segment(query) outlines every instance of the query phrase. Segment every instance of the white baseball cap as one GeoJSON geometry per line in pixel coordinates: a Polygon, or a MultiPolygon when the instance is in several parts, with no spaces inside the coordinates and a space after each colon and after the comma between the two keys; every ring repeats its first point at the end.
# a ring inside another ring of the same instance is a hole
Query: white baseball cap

= = = = = = =

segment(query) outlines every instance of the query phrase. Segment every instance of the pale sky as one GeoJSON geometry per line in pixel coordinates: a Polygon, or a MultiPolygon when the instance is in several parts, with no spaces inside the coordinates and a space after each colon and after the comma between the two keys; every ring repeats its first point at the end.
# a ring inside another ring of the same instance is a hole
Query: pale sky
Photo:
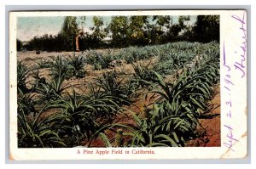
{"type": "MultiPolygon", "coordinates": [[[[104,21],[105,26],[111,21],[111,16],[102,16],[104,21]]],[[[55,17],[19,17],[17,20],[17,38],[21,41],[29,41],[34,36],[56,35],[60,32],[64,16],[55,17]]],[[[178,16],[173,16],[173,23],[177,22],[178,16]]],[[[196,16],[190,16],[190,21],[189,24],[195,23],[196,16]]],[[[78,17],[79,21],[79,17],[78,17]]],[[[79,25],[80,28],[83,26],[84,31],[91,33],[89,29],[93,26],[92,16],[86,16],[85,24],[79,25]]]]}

= = = = = = =

### Requirement
Gather every line of the data above that contains the word "several". Treat uppercase and lowercase letters as different.

### Result
segment(query) outlines every instance of the query phrase. Segment every instance of the white baseball cap as one GeoJSON geometry per line in pixel coordinates: a Polygon, or a MultiPolygon when the instance is in several parts, with no spaces inside the coordinates and a space after each colon and after the comma between the two keys; every ring repeats its first point at the end.
segment(query) outlines every instance of the query phrase. Segment every instance of the pale sky as one GeoJSON geometry per line in pixel coordinates: a Polygon, or a MultiPolygon when the instance is in several parts, with no spaces inside the coordinates and a space after each colon and after the comma between the two keys; every ring repeats its first point at the end.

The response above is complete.